**SET PROBLEM**
Give the stretch of the listing below, from the line containing "plank? Each instance should receive its own outline." through the line containing "[[[0,4],[1,21],[309,21],[306,1],[49,1]],[[47,9],[48,7],[48,9]]]", as a numbered list with blank lines omitted.

**Boundary annotation records**
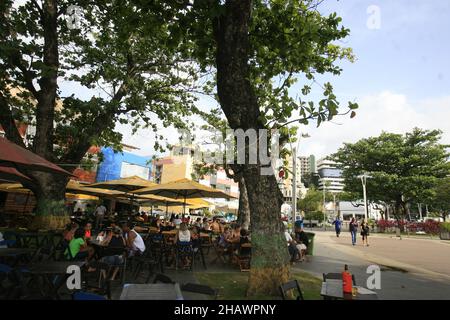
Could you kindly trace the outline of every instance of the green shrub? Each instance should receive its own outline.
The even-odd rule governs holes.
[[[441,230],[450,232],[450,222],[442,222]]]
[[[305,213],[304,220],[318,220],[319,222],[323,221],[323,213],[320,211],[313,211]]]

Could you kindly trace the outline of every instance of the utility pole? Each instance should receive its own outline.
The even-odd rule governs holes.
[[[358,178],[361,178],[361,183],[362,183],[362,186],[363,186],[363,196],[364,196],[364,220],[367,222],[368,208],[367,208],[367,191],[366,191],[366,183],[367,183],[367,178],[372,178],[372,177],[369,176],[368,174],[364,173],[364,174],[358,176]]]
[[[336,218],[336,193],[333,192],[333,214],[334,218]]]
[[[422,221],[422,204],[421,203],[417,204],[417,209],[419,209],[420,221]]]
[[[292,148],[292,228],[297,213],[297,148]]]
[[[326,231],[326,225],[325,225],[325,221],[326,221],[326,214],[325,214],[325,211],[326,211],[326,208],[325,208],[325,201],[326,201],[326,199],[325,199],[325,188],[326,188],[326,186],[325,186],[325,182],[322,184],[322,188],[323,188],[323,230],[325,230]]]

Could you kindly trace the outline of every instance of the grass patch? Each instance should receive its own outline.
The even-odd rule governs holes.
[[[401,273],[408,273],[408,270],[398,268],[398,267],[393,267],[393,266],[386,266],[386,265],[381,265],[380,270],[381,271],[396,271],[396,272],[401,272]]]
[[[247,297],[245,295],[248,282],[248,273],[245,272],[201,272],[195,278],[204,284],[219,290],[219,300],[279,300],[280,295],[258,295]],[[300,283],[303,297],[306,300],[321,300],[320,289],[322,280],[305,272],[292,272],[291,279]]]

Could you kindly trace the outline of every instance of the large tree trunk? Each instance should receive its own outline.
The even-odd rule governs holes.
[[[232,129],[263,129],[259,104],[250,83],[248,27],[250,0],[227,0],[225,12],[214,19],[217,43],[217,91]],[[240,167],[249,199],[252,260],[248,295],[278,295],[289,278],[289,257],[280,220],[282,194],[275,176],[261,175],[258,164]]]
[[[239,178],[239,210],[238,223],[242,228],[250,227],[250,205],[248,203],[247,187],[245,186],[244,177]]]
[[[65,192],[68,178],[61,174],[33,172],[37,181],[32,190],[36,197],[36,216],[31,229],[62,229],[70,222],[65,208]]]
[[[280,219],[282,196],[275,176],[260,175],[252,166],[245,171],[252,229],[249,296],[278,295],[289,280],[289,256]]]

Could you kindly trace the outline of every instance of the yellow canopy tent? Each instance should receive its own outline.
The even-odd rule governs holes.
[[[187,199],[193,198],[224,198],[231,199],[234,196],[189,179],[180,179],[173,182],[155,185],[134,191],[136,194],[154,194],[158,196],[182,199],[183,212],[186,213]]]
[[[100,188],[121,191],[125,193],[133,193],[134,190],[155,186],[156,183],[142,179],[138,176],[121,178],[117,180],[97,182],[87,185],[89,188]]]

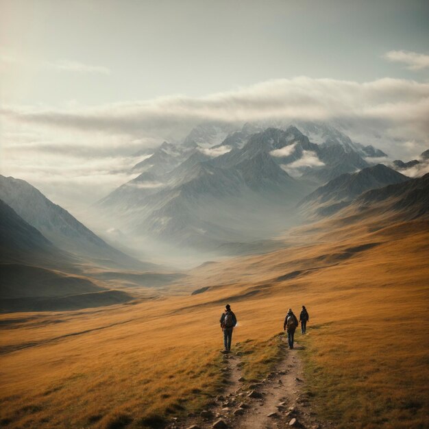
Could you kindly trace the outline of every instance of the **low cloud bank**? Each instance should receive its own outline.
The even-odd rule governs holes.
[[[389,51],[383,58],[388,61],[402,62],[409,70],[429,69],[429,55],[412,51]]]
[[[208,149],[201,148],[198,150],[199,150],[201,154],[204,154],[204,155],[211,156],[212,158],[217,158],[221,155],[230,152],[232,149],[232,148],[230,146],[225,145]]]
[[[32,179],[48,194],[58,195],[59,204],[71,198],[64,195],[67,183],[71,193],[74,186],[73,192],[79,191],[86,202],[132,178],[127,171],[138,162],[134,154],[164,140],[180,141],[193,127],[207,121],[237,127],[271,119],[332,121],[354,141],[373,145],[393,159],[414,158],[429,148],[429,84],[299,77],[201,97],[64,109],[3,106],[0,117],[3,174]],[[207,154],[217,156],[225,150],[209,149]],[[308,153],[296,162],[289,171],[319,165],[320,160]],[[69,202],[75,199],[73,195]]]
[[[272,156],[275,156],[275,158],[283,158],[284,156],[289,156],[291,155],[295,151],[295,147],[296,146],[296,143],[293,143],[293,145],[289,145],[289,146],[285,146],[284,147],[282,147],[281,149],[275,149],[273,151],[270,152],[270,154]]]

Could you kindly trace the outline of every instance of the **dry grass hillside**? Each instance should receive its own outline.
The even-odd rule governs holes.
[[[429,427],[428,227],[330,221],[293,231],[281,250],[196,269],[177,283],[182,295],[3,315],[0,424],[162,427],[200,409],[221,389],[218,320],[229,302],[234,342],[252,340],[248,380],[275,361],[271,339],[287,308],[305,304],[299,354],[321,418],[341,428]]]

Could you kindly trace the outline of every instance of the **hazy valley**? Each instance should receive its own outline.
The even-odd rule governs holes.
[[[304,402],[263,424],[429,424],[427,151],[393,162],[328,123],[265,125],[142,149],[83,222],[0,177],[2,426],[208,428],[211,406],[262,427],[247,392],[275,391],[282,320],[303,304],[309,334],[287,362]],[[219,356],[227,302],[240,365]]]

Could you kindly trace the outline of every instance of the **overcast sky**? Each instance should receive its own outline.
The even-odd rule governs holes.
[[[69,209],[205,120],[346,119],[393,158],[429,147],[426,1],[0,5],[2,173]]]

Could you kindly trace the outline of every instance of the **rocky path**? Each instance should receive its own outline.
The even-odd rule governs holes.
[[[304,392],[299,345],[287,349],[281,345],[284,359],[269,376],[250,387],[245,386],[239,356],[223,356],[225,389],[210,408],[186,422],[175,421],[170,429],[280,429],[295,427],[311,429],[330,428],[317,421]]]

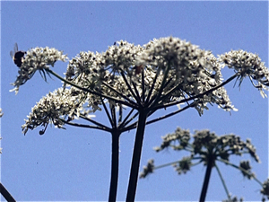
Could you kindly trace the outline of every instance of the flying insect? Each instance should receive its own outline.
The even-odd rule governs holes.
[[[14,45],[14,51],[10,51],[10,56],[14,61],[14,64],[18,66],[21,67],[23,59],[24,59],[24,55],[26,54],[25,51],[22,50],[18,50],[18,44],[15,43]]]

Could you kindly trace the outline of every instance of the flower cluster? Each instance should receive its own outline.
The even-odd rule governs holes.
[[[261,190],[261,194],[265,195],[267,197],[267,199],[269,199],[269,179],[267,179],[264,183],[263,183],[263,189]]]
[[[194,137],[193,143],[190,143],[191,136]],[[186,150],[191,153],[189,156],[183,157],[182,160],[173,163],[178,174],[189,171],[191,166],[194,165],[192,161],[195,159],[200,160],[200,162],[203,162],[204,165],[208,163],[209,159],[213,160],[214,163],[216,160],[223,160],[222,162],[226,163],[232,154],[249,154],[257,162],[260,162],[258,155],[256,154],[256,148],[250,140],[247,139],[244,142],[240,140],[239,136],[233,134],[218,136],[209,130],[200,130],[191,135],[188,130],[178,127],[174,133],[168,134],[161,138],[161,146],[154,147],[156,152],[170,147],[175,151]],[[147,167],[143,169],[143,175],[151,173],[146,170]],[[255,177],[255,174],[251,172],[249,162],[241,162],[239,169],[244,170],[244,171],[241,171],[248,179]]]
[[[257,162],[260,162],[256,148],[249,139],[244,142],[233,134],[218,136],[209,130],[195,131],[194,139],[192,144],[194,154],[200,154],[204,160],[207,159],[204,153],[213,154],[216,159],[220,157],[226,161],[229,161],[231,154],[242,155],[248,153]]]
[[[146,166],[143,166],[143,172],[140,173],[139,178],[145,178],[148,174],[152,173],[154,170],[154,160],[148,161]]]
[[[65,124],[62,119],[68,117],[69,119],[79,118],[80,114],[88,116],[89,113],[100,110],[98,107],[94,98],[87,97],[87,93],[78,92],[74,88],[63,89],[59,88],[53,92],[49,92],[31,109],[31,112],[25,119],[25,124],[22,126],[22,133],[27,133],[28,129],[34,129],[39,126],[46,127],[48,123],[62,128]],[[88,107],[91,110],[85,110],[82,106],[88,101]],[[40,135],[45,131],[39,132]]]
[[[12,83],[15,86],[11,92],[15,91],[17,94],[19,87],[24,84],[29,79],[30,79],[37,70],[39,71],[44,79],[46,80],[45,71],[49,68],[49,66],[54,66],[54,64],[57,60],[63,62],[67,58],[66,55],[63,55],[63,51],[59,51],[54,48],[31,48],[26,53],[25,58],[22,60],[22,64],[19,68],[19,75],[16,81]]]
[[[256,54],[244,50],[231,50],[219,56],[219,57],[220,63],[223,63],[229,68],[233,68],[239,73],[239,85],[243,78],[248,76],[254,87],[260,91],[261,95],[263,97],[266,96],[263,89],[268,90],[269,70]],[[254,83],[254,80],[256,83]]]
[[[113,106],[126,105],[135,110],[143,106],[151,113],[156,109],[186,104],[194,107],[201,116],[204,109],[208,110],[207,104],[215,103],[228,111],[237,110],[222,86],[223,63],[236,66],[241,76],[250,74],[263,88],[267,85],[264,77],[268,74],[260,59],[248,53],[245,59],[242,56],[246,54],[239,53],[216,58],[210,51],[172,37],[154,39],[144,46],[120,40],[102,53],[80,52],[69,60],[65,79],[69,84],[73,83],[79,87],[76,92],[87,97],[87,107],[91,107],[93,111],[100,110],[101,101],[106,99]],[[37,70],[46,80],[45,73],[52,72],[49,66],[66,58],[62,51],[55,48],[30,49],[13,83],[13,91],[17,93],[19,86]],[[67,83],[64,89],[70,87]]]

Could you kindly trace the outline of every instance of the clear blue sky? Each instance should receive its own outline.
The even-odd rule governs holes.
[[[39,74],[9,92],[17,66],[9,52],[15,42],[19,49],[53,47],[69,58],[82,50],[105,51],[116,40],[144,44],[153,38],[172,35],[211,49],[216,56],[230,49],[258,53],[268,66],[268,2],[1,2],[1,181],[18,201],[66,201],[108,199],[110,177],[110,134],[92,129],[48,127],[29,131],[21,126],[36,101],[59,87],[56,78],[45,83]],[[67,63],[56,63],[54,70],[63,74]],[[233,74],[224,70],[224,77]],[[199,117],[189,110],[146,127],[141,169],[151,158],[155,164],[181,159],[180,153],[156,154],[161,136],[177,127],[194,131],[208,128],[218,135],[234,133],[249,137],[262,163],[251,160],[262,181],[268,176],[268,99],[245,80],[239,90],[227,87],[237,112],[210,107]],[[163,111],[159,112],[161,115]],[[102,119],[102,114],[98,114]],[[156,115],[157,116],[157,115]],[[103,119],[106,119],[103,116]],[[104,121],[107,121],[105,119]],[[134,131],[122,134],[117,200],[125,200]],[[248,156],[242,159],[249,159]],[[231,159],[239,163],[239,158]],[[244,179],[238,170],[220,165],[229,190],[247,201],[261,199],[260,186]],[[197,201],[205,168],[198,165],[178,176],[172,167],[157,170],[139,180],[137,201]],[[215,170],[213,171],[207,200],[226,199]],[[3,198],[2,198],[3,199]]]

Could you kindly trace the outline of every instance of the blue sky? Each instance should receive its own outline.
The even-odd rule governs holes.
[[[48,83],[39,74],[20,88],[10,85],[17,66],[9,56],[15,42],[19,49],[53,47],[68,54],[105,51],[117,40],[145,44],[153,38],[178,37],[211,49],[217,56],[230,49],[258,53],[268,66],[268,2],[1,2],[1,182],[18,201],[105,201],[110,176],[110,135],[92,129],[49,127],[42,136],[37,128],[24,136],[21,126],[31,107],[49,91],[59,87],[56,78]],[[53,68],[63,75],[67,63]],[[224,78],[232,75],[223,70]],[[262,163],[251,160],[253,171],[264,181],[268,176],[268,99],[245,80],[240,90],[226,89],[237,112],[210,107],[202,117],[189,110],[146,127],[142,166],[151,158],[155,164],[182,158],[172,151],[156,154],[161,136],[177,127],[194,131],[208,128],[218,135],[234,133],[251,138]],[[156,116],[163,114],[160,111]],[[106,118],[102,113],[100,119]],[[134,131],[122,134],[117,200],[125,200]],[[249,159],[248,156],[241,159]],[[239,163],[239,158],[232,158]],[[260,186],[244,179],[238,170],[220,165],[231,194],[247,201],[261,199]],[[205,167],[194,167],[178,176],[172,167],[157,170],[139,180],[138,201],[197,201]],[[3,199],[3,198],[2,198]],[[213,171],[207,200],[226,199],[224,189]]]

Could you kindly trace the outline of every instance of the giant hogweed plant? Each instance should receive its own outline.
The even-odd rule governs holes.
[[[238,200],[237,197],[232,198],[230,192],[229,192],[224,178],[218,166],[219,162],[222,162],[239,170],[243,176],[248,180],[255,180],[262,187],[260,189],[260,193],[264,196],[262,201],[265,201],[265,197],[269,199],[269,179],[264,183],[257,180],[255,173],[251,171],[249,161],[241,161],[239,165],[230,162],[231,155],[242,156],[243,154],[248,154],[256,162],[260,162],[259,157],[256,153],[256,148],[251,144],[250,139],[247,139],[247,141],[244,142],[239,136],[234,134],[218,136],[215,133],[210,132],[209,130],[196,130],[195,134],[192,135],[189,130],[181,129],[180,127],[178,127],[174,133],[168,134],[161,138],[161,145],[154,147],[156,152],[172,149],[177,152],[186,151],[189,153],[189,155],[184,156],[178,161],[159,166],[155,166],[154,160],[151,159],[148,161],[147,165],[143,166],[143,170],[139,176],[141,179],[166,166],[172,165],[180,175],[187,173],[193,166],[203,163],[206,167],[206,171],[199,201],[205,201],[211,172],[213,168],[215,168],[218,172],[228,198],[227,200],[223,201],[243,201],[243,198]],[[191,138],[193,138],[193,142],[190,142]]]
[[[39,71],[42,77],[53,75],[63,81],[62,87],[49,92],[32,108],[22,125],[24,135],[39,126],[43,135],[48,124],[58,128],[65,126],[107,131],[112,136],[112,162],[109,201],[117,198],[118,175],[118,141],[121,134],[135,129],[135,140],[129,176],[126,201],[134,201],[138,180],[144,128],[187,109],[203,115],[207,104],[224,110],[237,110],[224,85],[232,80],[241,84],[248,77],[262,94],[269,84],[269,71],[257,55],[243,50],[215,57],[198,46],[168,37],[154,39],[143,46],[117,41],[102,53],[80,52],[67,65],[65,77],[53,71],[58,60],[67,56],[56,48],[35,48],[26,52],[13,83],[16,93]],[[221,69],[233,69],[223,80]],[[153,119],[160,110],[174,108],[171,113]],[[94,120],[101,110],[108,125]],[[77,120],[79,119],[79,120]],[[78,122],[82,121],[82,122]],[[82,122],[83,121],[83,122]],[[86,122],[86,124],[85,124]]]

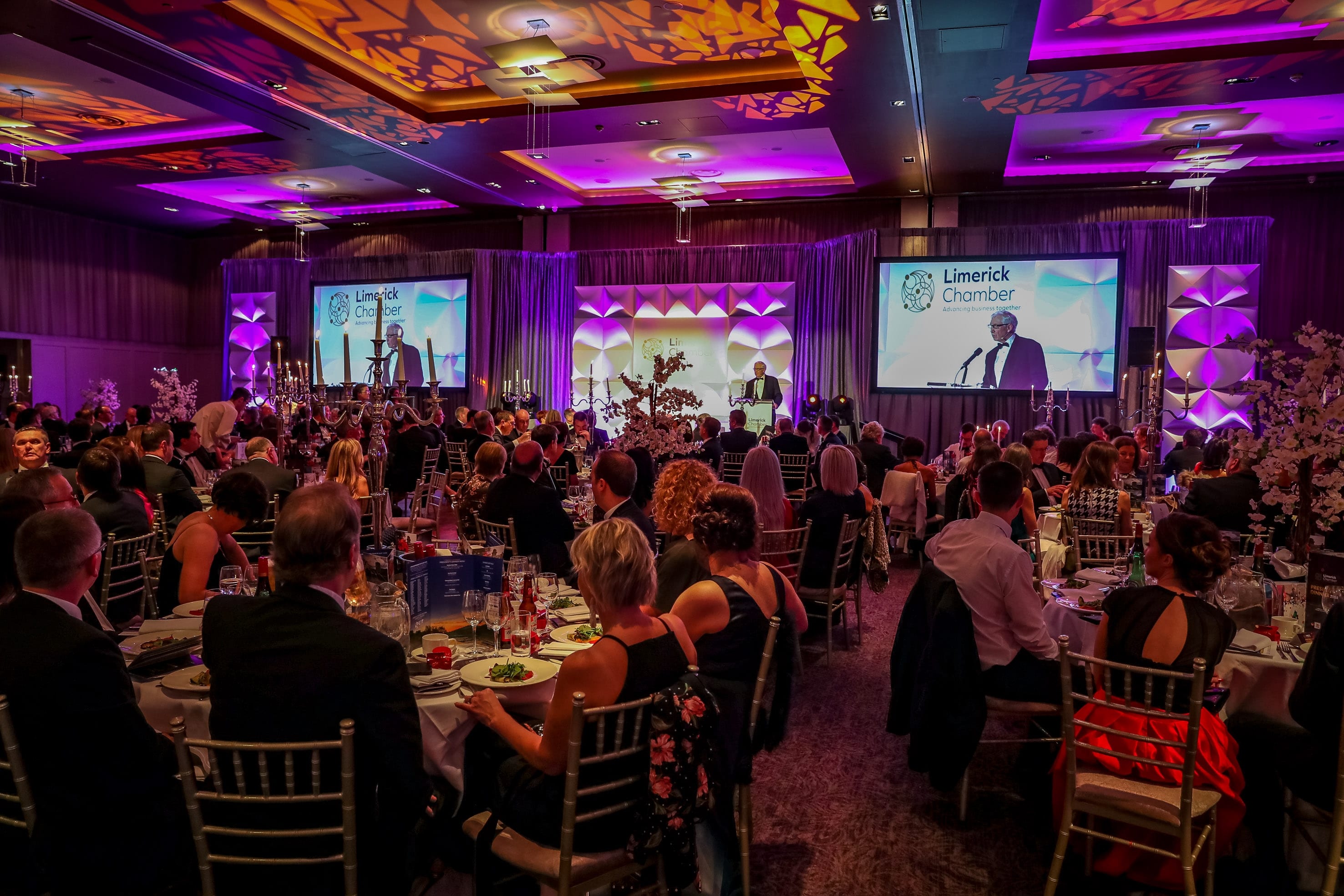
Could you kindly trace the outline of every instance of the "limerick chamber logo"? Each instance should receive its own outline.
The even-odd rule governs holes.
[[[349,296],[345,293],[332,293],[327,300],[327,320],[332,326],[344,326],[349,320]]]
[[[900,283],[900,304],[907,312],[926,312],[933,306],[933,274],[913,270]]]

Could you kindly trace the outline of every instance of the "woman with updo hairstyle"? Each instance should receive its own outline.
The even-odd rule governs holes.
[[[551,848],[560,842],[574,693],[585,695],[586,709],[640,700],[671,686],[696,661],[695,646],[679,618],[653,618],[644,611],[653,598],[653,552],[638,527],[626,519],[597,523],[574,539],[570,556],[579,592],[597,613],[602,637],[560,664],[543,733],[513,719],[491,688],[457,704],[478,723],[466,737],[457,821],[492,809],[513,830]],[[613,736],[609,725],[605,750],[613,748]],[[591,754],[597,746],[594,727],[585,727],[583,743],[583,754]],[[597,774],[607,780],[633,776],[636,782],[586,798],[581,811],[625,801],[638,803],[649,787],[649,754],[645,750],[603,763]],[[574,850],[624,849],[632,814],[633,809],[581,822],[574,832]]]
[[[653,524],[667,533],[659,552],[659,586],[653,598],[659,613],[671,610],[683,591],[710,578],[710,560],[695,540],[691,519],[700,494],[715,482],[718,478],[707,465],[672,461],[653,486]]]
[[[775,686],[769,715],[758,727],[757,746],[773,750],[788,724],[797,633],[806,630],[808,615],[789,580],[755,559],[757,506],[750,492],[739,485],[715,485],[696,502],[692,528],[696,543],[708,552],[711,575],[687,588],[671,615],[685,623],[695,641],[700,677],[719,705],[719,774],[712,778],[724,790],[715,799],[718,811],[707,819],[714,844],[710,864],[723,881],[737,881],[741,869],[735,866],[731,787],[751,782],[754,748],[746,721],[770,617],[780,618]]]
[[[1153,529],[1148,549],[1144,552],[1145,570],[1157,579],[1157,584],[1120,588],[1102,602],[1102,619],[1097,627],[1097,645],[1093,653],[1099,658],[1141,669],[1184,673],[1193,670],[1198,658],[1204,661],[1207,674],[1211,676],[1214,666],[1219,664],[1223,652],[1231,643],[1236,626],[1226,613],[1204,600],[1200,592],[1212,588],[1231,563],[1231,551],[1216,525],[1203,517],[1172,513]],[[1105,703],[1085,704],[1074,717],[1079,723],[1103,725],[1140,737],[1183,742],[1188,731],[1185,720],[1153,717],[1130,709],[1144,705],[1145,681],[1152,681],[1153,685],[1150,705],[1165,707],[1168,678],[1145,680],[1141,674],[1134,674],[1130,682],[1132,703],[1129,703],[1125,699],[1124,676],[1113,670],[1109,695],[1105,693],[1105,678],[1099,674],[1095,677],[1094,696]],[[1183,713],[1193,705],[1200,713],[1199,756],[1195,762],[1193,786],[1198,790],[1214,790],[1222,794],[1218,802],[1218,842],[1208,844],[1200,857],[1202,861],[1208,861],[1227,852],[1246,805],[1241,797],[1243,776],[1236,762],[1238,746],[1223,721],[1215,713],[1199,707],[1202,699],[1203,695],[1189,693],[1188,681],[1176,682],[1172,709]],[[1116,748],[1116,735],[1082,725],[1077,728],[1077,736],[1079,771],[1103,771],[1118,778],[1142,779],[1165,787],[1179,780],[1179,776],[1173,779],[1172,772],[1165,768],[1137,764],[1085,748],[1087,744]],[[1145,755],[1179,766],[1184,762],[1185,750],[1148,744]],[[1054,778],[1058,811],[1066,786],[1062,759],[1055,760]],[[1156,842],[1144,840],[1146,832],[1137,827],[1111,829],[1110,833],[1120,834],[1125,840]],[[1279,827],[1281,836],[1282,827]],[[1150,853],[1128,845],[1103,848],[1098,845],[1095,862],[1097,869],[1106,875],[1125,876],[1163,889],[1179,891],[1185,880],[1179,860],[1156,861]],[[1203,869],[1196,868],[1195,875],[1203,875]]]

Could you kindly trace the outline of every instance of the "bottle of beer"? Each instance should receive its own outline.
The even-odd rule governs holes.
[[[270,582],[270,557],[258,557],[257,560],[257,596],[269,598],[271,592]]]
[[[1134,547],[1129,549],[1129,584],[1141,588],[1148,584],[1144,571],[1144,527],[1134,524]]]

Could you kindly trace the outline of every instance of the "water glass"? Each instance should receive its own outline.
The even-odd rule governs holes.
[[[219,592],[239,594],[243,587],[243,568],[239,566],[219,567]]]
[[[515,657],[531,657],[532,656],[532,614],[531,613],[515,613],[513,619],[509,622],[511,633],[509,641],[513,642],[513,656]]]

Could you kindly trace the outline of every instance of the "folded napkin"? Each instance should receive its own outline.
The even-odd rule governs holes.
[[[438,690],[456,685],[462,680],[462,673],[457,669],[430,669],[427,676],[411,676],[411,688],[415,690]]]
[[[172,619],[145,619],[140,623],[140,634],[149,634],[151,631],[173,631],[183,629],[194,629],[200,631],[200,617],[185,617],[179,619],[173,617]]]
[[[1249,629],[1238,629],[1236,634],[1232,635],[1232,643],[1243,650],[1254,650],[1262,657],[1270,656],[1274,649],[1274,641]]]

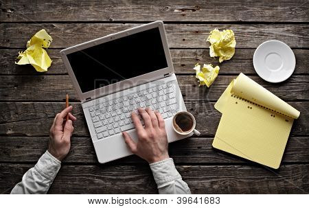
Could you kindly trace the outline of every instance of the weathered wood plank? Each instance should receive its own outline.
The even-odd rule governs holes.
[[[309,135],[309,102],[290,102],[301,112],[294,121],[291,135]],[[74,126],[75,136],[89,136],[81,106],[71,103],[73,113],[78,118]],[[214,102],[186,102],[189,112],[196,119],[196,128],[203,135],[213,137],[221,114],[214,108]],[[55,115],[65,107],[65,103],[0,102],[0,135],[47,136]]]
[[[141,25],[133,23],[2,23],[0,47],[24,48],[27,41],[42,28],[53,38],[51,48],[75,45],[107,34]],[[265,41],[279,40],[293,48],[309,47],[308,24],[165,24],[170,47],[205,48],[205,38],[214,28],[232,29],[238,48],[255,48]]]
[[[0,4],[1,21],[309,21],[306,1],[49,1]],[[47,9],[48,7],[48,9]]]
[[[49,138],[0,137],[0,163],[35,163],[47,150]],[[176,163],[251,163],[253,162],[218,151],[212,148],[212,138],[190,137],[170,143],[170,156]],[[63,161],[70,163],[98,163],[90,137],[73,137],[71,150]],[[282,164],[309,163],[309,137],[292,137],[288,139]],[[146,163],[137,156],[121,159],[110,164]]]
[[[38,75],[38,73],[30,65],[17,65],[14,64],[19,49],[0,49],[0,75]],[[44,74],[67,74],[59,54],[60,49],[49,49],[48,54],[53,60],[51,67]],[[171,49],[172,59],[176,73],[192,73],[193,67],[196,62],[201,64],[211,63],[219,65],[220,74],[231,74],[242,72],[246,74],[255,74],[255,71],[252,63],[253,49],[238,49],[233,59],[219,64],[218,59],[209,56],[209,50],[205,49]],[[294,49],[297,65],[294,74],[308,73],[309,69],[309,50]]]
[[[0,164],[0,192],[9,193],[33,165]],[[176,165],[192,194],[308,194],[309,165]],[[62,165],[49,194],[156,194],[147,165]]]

**THE RESULT**
1. Could you kindly trace the outline of every instance of the weathered wood plank? Each instance should receive its own outline.
2. The even-odd rule governs holes.
3. [[[309,135],[309,102],[290,102],[301,112],[294,121],[291,135]],[[74,126],[75,136],[89,136],[81,106],[71,103],[73,113],[78,118]],[[214,102],[186,102],[189,112],[196,119],[196,128],[203,135],[213,137],[221,114],[214,108]],[[55,115],[65,107],[65,103],[0,102],[0,135],[47,136]]]
4. [[[141,25],[133,23],[2,23],[0,47],[24,48],[27,41],[42,28],[53,38],[51,48],[75,45],[107,34]],[[265,41],[279,40],[293,48],[309,47],[308,24],[165,24],[170,47],[205,48],[205,38],[214,28],[232,29],[238,48],[255,48]]]
5. [[[0,4],[1,21],[309,21],[306,1],[49,1]],[[47,9],[48,7],[48,9]]]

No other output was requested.